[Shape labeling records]
◇ ◇ ◇

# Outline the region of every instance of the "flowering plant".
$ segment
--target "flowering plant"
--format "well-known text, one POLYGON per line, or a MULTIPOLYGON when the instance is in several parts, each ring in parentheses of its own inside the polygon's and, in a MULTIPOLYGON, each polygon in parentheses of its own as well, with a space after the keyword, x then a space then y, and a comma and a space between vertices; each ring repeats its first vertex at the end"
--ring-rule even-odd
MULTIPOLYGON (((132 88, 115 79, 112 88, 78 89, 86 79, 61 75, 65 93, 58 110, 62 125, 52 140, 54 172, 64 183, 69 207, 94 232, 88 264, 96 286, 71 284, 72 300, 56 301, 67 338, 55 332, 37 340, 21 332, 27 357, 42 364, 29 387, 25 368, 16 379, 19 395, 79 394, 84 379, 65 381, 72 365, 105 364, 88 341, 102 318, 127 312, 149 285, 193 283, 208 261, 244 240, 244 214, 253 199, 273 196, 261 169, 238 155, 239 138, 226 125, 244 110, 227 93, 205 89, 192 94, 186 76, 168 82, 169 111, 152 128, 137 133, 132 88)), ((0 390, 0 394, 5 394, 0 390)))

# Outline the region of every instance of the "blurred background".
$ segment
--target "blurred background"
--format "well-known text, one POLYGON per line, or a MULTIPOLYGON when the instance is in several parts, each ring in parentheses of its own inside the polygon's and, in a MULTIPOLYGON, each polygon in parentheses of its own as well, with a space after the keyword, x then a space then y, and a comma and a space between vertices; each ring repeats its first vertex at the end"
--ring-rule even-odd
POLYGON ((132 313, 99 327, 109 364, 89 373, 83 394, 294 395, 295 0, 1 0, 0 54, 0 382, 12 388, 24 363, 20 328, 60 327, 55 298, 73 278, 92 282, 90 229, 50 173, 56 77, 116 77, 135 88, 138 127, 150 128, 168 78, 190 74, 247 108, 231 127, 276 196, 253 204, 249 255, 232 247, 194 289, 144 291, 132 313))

◇ ◇ ◇

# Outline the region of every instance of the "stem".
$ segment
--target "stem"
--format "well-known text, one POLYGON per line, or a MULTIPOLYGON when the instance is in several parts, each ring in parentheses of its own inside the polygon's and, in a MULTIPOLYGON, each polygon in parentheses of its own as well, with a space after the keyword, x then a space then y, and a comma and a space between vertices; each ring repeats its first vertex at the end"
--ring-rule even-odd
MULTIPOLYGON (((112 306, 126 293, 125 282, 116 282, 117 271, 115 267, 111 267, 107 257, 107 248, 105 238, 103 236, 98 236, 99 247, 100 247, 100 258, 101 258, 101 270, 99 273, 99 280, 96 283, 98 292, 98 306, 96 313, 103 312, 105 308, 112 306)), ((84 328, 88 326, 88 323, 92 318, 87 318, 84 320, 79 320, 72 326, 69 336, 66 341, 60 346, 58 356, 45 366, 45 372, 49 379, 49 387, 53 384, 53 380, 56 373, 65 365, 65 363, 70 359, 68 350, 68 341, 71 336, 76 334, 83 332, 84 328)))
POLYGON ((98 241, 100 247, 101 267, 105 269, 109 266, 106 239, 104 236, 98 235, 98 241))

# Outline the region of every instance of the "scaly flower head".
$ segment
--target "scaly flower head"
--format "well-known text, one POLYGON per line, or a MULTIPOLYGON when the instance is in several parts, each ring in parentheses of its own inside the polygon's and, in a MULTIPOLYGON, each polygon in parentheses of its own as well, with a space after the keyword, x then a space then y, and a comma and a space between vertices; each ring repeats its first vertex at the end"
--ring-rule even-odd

◇ ◇ ◇

**SET TASK**
Return every line of the items above that contains the string "stem". Matching is case-sensitive.

**ANSWER TO THE TASK**
# Outline the region of every instance of the "stem".
--target "stem"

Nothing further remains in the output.